## Problems to solve:
(A) Quote the blog post word for word, from the part that opens with "Baghdad’s Amariyah clinic, for" through the part that closes with "in northwest Baghdad.".
(B) According to the blog post, how much did the solar installation at Baghdad's Amariyah clinic cost?
(C) Continue the blog post from its final sentence.

## Text:
================================
Say what you will about the occupation of Iraq— you can’t fault the US Army for neglecting to equip the country with renewable energy. In the northwest section of Baghdad alone, US forces are conducting nearly two dozen solar projects in an attempt to alleviate Iraq’s electricity crisis.

Baghdad’s Amariyah clinic, for example, recently received a $165,000 solar installation. Previously, the clinic received only 12 hours of electricity each day, and many vaccines were spoiled. While the clinic now has enough power only for the essentials, Amariyah’s solar installation will save $2 million over 25 years.

The US military has also purchased over 1,000 bulletproof solar-powered streetlights for the city, and is planning similar installations in Fallouja and Ramadi.

All in all, US forces will spent a cool $6 million on solar projects in northwest Baghdad.

Daddy does the Happy Dance! It works! It can happen! So let's do More!! Moving on...)


Pakistan - Y'know why they're hiding Bin Laden - because he buys
them nice things. We could buy them nice things, too. Things like flood relief, things like improved housing to negate the need for flood relief. Here's what we do - we make Brad Pitt and Sean Penn "Ambassadors of Disaster" (okay, admittedly, that title's a little too "Apollo Creed" - perhaps "The Relief Chiefs"?) Seriously - after Hurricane Katrina, when the US government was ready to basically bulldoze the Lower Ninth Ward of New Orleans, Brad Pitt got architects, green building experts and a whole lot of concerned citizens together and created "The Make It Right Foundation" which is building flood resistant homes in the once underwater Lower Ninth. They can do the same thing in Pakistan. Why bring Sean Penn? "Cause he's frigging Sean Penn, that's why! Just look at the guy - he's born to do this shit! Hell, get Tim Robbins and Edward Norton as well, if you can. Oh, and we supply all the building materials. So again, manufacturing jobs for the US, we look like a million bucks for doing the humanitarian work that the billionaire cave-dweller Bin Laden won't do, and a dry and happy Pakistani populace! Win/Win/Win.
================================
## Source data:

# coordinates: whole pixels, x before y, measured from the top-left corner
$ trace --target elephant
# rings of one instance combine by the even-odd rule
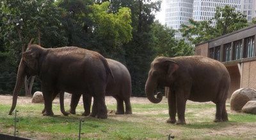
[[[113,78],[108,79],[106,88],[106,95],[111,95],[116,99],[117,102],[117,111],[116,114],[132,114],[132,108],[130,102],[132,91],[130,73],[126,67],[122,63],[110,59],[106,59],[106,60],[115,77],[115,80]],[[64,115],[67,115],[68,113],[65,111],[64,109],[63,94],[64,92],[60,93],[61,111]],[[69,110],[72,114],[76,114],[76,108],[80,97],[81,94],[72,94],[70,109]],[[90,113],[92,96],[89,94],[83,94],[83,100],[84,108],[84,113],[83,115],[88,116]],[[125,104],[125,111],[124,111],[124,102]],[[95,116],[96,113],[97,111],[93,108],[90,116]]]
[[[12,115],[17,104],[18,92],[27,76],[38,76],[41,81],[45,111],[52,116],[52,97],[60,91],[86,93],[95,99],[97,118],[107,118],[106,87],[112,72],[106,59],[100,53],[78,48],[65,46],[44,48],[29,45],[22,53],[13,90]]]
[[[115,81],[111,78],[108,79],[106,88],[106,95],[113,96],[116,99],[117,102],[116,114],[132,114],[132,108],[130,102],[131,95],[130,73],[126,67],[122,63],[110,59],[106,59],[106,60],[115,77]],[[72,95],[70,109],[70,112],[72,114],[76,114],[76,108],[80,97],[81,95],[79,94],[72,94]],[[87,116],[90,113],[92,96],[88,94],[83,94],[83,99],[84,108],[83,115]],[[124,111],[124,102],[125,104],[125,111]],[[93,108],[90,115],[93,116],[95,115],[95,113]]]
[[[159,57],[151,63],[145,90],[150,102],[159,103],[163,95],[158,92],[154,97],[154,90],[157,86],[168,87],[168,123],[186,124],[187,100],[215,103],[214,122],[218,122],[228,120],[225,103],[230,84],[229,73],[219,61],[202,56]]]

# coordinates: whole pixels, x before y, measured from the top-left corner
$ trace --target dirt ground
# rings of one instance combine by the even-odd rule
[[[64,102],[65,104],[69,104],[70,102],[70,97],[65,97],[64,100]],[[107,96],[105,99],[106,104],[116,104],[116,101],[115,98],[111,96]],[[12,104],[12,95],[0,95],[0,101],[1,104]],[[162,101],[163,102],[166,102],[167,103],[167,101],[164,99]],[[60,104],[59,98],[55,98],[53,101],[53,104]],[[31,97],[18,97],[17,104],[26,104],[31,103]],[[145,97],[131,97],[131,104],[151,104],[151,102]],[[83,98],[80,98],[80,101],[79,102],[79,104],[83,104]]]
[[[0,95],[0,101],[1,104],[12,104],[12,96],[10,95]],[[18,98],[18,101],[17,101],[18,104],[31,104],[31,97],[19,97]],[[70,97],[68,97],[65,99],[65,105],[69,105],[70,102]],[[116,100],[112,97],[106,97],[106,103],[107,105],[109,104],[116,104]],[[145,97],[131,97],[131,103],[132,104],[152,104],[147,98]],[[58,98],[56,98],[54,101],[53,104],[60,104],[60,101]],[[83,99],[82,97],[80,99],[79,104],[82,105],[83,104]],[[164,97],[163,98],[163,101],[161,101],[161,104],[166,104],[167,105],[167,99]],[[191,102],[191,101],[188,101],[187,104],[202,104],[202,103],[198,103],[198,102]],[[204,103],[203,103],[204,104]],[[205,104],[209,104],[209,102],[205,102]],[[227,104],[229,105],[229,100],[227,101]],[[193,110],[186,110],[186,113],[189,113],[191,112],[193,112]],[[232,115],[236,115],[239,113],[236,113],[234,111],[230,111],[230,108],[227,108],[227,111],[228,115],[232,114]],[[168,114],[168,109],[164,110],[164,111],[161,111],[162,113],[164,113],[164,114]],[[117,116],[116,115],[110,115],[110,117],[113,117],[113,119],[116,120],[124,120],[125,119],[126,120],[129,120],[129,121],[131,122],[140,122],[140,121],[143,121],[143,119],[147,119],[146,118],[144,118],[143,116],[144,115],[149,115],[149,114],[152,114],[152,113],[157,113],[159,112],[157,112],[157,111],[148,111],[147,112],[134,112],[132,116],[131,115],[127,115],[127,116]],[[200,117],[202,115],[204,116],[207,116],[209,117],[211,117],[213,118],[212,115],[215,113],[215,108],[211,108],[210,109],[202,109],[201,111],[196,112],[196,116],[197,117]],[[140,116],[140,117],[135,117],[136,119],[134,119],[134,116]],[[132,117],[131,117],[132,116]],[[157,120],[161,122],[161,123],[165,123],[166,120],[168,119],[168,118],[157,118]],[[256,118],[255,118],[255,122],[256,122]],[[189,122],[189,120],[187,122],[188,123],[192,123],[193,122]],[[237,137],[240,137],[240,136],[244,136],[246,137],[250,137],[250,139],[256,139],[256,122],[253,122],[253,123],[228,123],[228,125],[227,127],[221,128],[221,129],[207,129],[207,134],[205,134],[205,136],[237,136]],[[180,130],[176,130],[174,132],[174,134],[179,134],[180,132]],[[165,132],[165,130],[163,130],[163,133],[168,132]],[[242,136],[243,137],[243,136]]]

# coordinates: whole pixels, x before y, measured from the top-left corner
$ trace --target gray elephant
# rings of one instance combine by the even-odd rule
[[[151,63],[145,90],[148,100],[158,103],[163,95],[154,96],[157,86],[169,87],[168,123],[186,124],[187,100],[213,102],[216,105],[214,122],[223,122],[228,121],[225,103],[230,83],[229,73],[219,61],[201,56],[160,57]]]
[[[132,114],[132,108],[130,102],[131,95],[130,73],[126,67],[122,63],[109,59],[107,59],[106,60],[115,77],[115,80],[113,78],[108,79],[106,88],[106,95],[113,96],[116,99],[117,108],[116,114]],[[62,97],[63,94],[63,92],[60,93],[61,111],[64,115],[67,115],[67,113],[65,111],[64,109],[63,101],[61,101],[63,100]],[[80,97],[81,95],[79,94],[72,95],[70,109],[70,112],[72,114],[76,114],[76,108]],[[83,99],[84,108],[83,115],[87,116],[90,113],[92,96],[89,94],[83,94]],[[124,102],[125,104],[125,111],[124,108]],[[95,116],[96,114],[97,111],[94,110],[93,108],[91,116]]]
[[[106,59],[99,53],[75,46],[44,48],[29,45],[19,66],[9,115],[16,106],[17,94],[26,75],[38,76],[41,81],[45,108],[44,115],[53,115],[52,97],[60,91],[67,91],[93,96],[99,110],[97,117],[107,118],[105,90],[109,76],[114,78]]]

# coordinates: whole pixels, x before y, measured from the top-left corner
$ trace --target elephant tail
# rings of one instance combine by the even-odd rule
[[[107,73],[108,75],[110,75],[112,77],[112,78],[114,80],[114,81],[115,81],[115,80],[114,76],[113,75],[112,71],[110,69],[109,66],[108,65],[108,63],[107,60],[106,60],[105,58],[102,58],[101,60],[102,61],[103,64],[104,64],[104,66],[105,67],[106,73]]]

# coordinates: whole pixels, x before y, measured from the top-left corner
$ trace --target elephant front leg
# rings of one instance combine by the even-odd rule
[[[132,107],[131,106],[130,98],[124,99],[125,104],[125,114],[132,114]]]
[[[90,116],[92,117],[95,117],[97,114],[98,113],[98,108],[97,106],[97,101],[95,100],[95,98],[93,97],[93,103],[92,104],[92,112],[90,114]]]
[[[177,125],[186,124],[185,121],[185,109],[186,109],[186,99],[184,92],[183,91],[175,93],[176,107],[178,114],[178,121],[176,122]]]
[[[91,112],[92,97],[92,95],[88,94],[83,94],[83,102],[84,109],[84,112],[83,113],[83,116],[88,116]]]
[[[167,123],[175,123],[176,120],[176,113],[177,113],[177,108],[176,108],[176,99],[175,99],[175,93],[174,91],[172,91],[171,90],[168,90],[168,92],[167,94],[168,97],[168,103],[169,106],[169,116],[170,118],[166,121]]]
[[[124,114],[124,100],[118,96],[114,96],[116,100],[116,115],[123,115]]]
[[[64,107],[64,92],[60,92],[60,111],[63,115],[67,116],[69,115],[68,112],[65,111]]]
[[[52,92],[50,90],[44,90],[43,95],[44,99],[44,106],[45,111],[44,113],[44,116],[53,116],[52,112]]]

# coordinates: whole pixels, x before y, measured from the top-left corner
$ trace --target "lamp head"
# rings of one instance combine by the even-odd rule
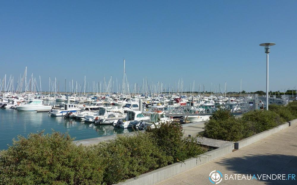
================================
## Responses for each task:
(A)
Baghdad’s Amariyah clinic, for example, recently received a $165,000 solar installation. Previously, the clinic received only 12 hours of electricity each day, and many vaccines were spoiled. While the clinic now has enough power only for the essentials, Amariyah’s solar installation will save $2 million over 25 years.

The US military has also purchased over 1,000 bulletproof solar-powered streetlights for the city, and is planning similar installations in Fallouja and Ramadi.

All in all, US forces will spent a cool $6 million on solar projects in northwest Baghdad.

(B) $165,000

(C)
Tax Cuts - We've been fighting two wars for most of this century. In the past, that has meant rationing, sacrifice, doing without. In the Bush Administration, it meant tax rebates and shopping (which led to the credit bubble and obscene deficits and...blah, blah, blah - I know, I know - blame the black guy.
What-the fuck-Ever.) Here's the deal - Obama wants to let the Bush Tax Cuts expire and return tax rates to what we had during the Clinton Era (and, if you'll recall, people did pretty damned all right for themselves during the Clinton Era). Bottom Line - top taxes on ordinary income will jump from 35% to 39.6%. In the year 2000, that rate applied to anyone making $288,350 and above. President Obama also wants to modestly raise the taxes on capital gains and dividends, both to 20%. Republicans cry bloody tears over this, and they bemoan the tax and spend liberals, harkening back to the Republican heydays of the Reagan Administration. All was well then...all was right with the world under the fiscally conservative Ronald Reagan hisself -

Newsflash - taxes were higher under Reagan. Capital gains were never taxed at anything less than 20%, and dividends at no less than 28%.

So here's my tax plan - put your money where your mouth is. If you're a Democrat, you pay the Clinton tax rates. If you're a Reagan loving Republican, you pay the much higher Reagan tax rates. If you're an Independent, you take the average between the two or pick a party - your choice. So, with this plan, the majority of Americans still get a lower tax rate, the Republicans can re-live the Reagan years (and bring down the deficit that they created by now paying a much higher tax rate than the rest of us) and Daddy can have a really good laugh over the whole thing. Win/Win/Win. :)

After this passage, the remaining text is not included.